[Labeled point records]
───
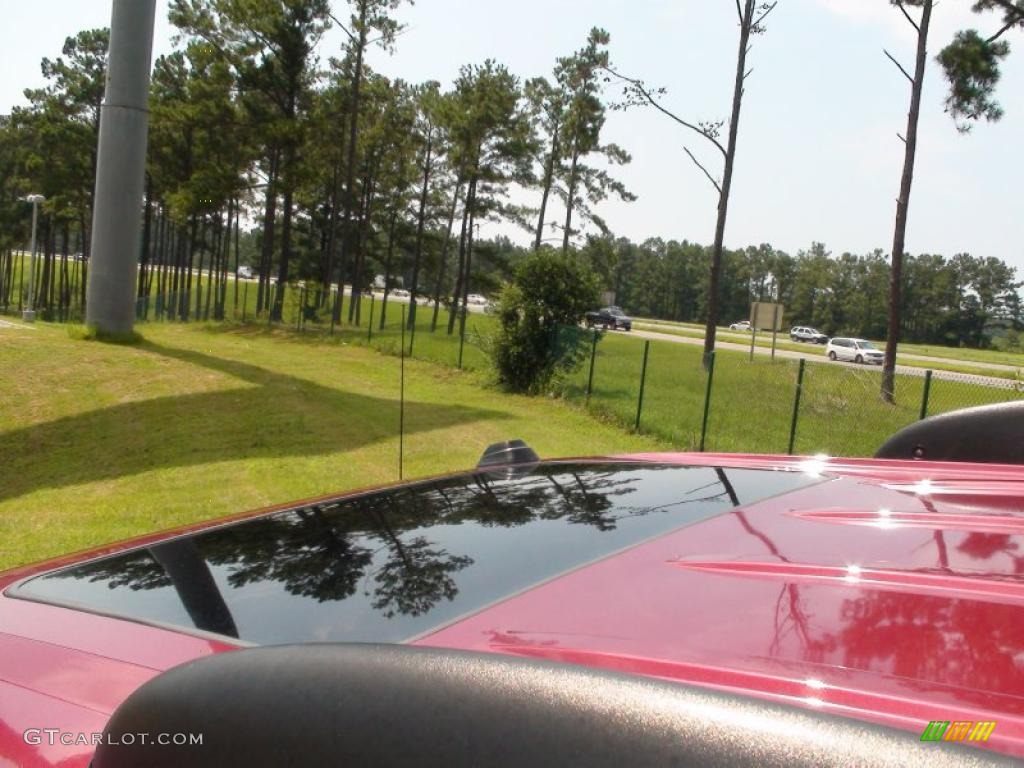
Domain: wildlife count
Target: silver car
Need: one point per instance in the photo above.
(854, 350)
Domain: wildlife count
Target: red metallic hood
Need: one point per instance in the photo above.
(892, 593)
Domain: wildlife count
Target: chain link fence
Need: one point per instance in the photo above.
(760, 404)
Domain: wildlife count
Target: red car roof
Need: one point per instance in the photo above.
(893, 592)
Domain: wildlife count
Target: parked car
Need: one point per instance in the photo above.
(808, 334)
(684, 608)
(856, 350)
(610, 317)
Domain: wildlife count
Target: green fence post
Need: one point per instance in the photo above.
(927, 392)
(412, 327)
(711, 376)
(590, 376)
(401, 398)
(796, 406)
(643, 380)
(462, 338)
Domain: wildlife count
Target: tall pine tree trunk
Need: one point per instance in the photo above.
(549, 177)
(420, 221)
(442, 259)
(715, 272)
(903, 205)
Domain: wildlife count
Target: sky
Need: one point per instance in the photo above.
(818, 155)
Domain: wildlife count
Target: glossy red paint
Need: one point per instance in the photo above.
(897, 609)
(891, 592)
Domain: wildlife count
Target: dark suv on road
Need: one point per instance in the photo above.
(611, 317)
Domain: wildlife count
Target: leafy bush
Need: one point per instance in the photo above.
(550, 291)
───
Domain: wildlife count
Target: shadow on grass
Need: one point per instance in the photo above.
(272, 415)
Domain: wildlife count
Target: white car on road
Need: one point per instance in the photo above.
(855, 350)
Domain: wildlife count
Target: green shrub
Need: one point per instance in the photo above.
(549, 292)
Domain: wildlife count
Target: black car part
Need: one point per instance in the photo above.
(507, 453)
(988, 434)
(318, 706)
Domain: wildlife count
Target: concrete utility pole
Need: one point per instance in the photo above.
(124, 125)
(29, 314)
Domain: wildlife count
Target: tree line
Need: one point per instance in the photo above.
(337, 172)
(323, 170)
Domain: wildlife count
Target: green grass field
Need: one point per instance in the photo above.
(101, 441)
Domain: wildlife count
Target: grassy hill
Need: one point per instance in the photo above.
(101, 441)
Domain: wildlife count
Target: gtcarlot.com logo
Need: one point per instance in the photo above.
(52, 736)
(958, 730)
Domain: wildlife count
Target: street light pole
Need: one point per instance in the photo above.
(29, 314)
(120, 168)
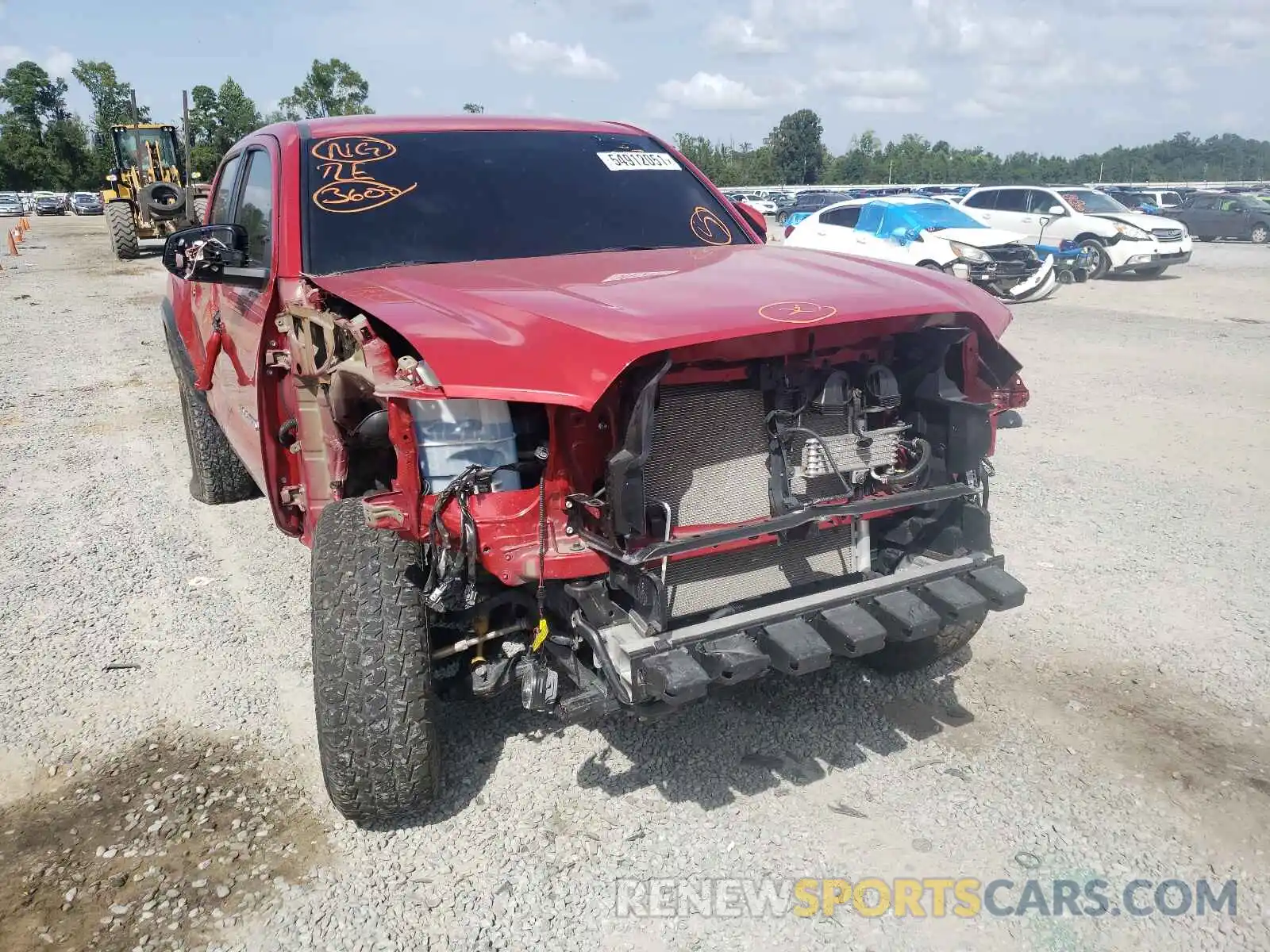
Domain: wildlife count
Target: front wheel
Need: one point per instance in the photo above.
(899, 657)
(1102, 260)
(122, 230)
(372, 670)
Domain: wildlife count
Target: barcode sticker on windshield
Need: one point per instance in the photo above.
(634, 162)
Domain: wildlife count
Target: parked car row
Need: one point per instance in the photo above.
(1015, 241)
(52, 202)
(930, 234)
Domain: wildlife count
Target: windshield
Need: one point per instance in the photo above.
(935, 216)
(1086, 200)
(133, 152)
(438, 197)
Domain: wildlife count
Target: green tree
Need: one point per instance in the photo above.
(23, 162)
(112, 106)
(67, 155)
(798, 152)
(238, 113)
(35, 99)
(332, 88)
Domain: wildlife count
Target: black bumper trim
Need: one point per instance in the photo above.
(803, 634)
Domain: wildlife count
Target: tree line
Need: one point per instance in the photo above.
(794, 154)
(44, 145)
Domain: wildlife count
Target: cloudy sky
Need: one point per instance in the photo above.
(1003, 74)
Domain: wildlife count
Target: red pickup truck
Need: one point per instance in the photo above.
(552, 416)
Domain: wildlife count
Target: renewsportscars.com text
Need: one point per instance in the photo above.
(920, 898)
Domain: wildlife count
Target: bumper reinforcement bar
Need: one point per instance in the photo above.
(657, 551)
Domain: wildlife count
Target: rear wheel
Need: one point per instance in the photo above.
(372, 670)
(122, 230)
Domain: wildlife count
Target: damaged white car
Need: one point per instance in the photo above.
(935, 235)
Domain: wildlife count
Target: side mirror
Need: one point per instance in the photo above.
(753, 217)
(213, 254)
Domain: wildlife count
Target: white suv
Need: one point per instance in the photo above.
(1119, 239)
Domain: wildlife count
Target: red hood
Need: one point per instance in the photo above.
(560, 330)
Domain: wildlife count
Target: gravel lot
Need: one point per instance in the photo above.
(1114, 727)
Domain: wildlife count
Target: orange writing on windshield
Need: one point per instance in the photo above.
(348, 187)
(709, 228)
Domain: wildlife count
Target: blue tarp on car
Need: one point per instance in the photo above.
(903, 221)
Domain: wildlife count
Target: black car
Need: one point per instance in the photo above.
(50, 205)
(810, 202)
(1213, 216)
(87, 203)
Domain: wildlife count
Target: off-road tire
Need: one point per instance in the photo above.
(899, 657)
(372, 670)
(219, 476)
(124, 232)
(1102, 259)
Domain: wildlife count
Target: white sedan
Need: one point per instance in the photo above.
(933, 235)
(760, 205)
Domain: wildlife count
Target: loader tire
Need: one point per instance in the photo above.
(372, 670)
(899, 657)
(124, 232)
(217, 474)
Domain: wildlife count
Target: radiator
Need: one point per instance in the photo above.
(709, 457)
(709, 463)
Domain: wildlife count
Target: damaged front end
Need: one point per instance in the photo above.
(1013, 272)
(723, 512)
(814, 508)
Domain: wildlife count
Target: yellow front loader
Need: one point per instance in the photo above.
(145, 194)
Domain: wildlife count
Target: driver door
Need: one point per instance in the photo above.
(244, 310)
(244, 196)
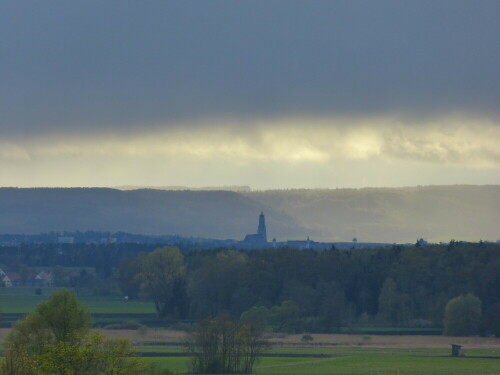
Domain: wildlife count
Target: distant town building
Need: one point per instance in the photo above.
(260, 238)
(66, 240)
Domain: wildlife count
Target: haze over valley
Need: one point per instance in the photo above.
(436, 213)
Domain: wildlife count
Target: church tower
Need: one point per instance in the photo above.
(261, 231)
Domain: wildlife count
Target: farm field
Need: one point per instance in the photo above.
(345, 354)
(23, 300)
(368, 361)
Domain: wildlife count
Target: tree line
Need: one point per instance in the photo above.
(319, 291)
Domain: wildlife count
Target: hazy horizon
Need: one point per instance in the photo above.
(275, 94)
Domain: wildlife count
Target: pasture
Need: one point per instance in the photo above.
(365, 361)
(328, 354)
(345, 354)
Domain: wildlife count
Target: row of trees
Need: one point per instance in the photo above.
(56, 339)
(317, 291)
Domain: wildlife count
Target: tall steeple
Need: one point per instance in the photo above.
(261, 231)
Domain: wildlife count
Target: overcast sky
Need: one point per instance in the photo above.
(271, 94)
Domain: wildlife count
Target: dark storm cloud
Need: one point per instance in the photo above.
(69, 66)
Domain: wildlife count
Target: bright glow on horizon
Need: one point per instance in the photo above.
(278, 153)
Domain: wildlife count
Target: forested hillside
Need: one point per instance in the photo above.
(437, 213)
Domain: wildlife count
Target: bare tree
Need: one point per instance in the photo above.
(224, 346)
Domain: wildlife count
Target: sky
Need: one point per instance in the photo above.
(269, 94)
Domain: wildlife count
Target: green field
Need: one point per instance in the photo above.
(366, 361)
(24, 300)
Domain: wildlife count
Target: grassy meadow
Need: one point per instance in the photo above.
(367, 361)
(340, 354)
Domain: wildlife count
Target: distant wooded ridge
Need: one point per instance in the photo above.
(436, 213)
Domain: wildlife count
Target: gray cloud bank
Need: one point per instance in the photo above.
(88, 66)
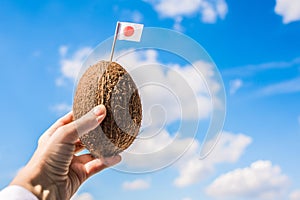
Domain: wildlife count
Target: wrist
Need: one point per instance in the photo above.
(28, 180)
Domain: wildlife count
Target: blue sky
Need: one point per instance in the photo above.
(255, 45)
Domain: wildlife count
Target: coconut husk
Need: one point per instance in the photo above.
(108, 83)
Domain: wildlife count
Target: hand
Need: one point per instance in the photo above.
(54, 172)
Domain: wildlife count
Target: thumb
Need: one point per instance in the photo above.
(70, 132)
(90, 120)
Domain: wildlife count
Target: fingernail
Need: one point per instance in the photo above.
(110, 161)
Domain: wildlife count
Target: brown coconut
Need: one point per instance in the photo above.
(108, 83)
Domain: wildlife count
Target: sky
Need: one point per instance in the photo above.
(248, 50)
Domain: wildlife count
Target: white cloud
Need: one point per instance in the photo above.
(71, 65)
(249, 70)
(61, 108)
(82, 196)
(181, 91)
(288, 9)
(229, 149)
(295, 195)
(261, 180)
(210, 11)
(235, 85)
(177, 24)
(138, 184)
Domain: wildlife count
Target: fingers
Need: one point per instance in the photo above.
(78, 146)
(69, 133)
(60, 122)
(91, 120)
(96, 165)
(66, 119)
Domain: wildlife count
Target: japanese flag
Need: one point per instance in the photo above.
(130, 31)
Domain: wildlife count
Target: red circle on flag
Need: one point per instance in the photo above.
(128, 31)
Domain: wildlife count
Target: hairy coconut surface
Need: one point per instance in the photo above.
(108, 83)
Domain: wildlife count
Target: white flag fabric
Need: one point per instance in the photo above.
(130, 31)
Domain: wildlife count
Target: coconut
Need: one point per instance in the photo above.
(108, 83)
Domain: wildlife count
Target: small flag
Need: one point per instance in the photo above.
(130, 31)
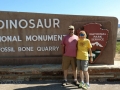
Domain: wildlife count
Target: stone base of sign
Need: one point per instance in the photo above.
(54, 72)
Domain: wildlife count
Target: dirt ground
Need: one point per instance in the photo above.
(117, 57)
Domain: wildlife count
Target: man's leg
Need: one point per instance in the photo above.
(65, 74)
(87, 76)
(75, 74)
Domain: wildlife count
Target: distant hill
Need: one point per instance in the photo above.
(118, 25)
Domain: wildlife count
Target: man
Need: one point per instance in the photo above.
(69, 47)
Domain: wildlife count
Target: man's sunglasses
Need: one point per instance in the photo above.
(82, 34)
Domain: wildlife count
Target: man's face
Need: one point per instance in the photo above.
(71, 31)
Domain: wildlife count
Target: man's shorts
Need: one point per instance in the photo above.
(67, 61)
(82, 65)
───
Pull out each line of the entries above that contains the word "green".

- Task answer
Target: green fence post
Target: green shrub
Target: green grass field
Target: green tree
Target: green field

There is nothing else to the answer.